** Text for analysis follows **
Pathology/Lab Coding Alert

Reader Question:

Skin Diagnosis

Question: A pathologist receives a skin specimen for diagnosis and frozen section evaluation of the margins. The pathologist reports to the surgeon that the posterior margin is incompletely excised. This would be coded 88305 for the surgical pathology exam of the skin, and 88331 for the frozen section. But what if the surgeon sends the pathologist an additional portion of the posterior margin, which the pathologist examines, and does another frozen section? Is this coded an additional 88305 and 88331, or 88332? Does coding depend on whether the margin is clear or still contains basal cell carcinoma?

North Carolina Subscriber

Answer: As you stated, the first skin specimen submitted for diagnosis and frozen section evaluation of the margins would be coded 88305 (level IV surgical pathology, gross and microscopic examination; skin, other than cyst/tag/debridement/plastic repair) and 88331 (pathology consultation during surgery with frozen section[s], single specimen).

If a different portion of the margin is later separately identified and submitted to the pathologist with a request for diagnosis and frozen section evaluation of the margins, then it constitutes another specimen. As such, the work involved should be coded an additional 88305 for the pathological examination of the skin specimen and 88331 for the consultation during surgery and frozen section evaluation. Code 88332 would be reported only if more than one tissue block is required on the same specimen during this second consultation. The use of modifier -59 (distinct procedural service) would be appropriate in this example. This would help explain that the specimens are different from one another.
** End of Text for analysis **
** Data segment follows **
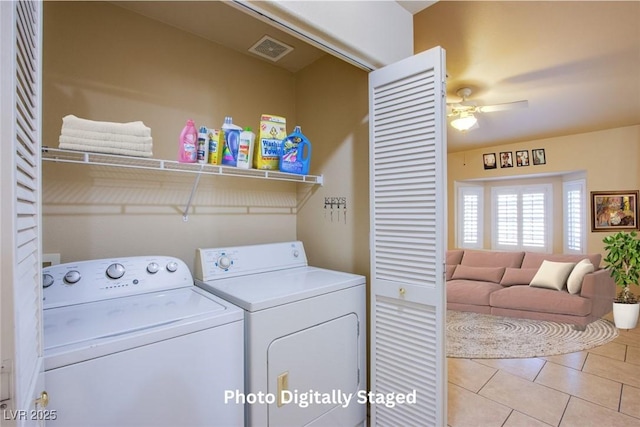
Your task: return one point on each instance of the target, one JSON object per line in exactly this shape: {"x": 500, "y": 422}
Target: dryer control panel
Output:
** End of Data segment **
:: Work instructions ::
Decide whether each statement agrees with the pathology coding text, answering yes or no and quoting the words that settle it. 1. A separately submitted portion of the margin counts as another specimen. 2. Code 88332 applies whenever a second frozen section is done on a new portion of the margin. 3. Modifier -59 is described as inappropriate in this example. The lines have no connection to the pathology coding text.

:: Solution for this problem ::
1. Yes: "then it constitutes another specimen."
2. No: "Code 88332 would be reported only if more than one tissue block is required on the same specimen during this second consultation."
3. No: "The use of modifier -59 (distinct procedural service) would be appropriate in this example."